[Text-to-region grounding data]
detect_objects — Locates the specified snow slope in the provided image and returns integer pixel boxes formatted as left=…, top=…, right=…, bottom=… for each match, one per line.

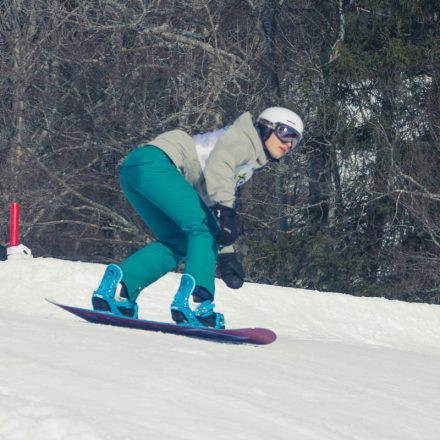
left=1, top=257, right=440, bottom=440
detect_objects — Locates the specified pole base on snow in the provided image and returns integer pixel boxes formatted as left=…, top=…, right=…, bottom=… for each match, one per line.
left=7, top=202, right=32, bottom=260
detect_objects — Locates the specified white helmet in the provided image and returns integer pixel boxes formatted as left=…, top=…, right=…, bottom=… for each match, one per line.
left=257, top=107, right=304, bottom=141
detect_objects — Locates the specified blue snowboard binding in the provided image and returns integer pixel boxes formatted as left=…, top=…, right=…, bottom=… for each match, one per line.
left=194, top=300, right=225, bottom=329
left=170, top=274, right=225, bottom=329
left=92, top=264, right=138, bottom=319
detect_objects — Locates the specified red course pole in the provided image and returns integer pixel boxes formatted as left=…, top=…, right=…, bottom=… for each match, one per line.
left=10, top=202, right=20, bottom=247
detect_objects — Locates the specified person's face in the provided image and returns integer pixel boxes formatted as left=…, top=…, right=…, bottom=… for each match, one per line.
left=264, top=131, right=293, bottom=159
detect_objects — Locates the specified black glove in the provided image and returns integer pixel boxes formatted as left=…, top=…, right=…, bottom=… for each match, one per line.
left=212, top=204, right=238, bottom=246
left=218, top=252, right=244, bottom=289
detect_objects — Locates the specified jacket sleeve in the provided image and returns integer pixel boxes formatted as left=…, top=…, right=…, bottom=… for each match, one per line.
left=219, top=245, right=235, bottom=255
left=203, top=135, right=252, bottom=208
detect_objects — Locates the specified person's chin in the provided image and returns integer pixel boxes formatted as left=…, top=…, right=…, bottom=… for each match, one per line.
left=268, top=148, right=285, bottom=160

**TASK DIRECTIONS**
Print every record above exactly as written, leaving out the pictures.

**ANSWER BOX**
detect_objects — Locates the specified snow slope in the provided image and returns integer pixel boxes formatted as left=…, top=…, right=…, bottom=… for each match, one per line.

left=1, top=257, right=440, bottom=440
detect_objects — Locates the specified pole base on snow in the provided image and returns integer pixel boxes formatted as left=…, top=…, right=…, bottom=… for each match, one per line.
left=7, top=202, right=32, bottom=260
detect_objects — Locates the specified white helmet in the provided image and returns integer pixel boxes formatted as left=…, top=…, right=…, bottom=… for each match, one per line.
left=257, top=107, right=304, bottom=141
detect_objects — Locates the specified blue snowboard binding in the provided image and returns integer pixel boxes formatted as left=…, top=…, right=…, bottom=… for each match, one per line.
left=194, top=300, right=225, bottom=329
left=170, top=274, right=225, bottom=329
left=92, top=264, right=138, bottom=319
detect_objects — Locates the specified red course pole in the provided image and returns integer pixel boxes formatted as left=…, top=…, right=…, bottom=… for each match, one per line.
left=10, top=202, right=20, bottom=247
detect_objects — Locates the specified person's face in the provided image and returns integer pixel boxes formatted as left=…, top=…, right=…, bottom=… for each match, one per line.
left=264, top=131, right=293, bottom=159
detect_objects — Locates the specified black glove in the provided image and returns integer pixel boxes formatted as left=…, top=…, right=…, bottom=… for each match, one per line.
left=212, top=204, right=238, bottom=246
left=218, top=252, right=244, bottom=289
detect_objects — Locates the specified jacket sleeve in the provided image and returns integer pixel boxes formatted as left=…, top=…, right=…, bottom=… for each match, one per line.
left=219, top=245, right=235, bottom=255
left=203, top=135, right=252, bottom=208
detect_objects — Locates the specified person's chin in the provided image and returns integer pixel boxes formatted as left=…, top=…, right=…, bottom=… for each match, one per line.
left=268, top=148, right=285, bottom=160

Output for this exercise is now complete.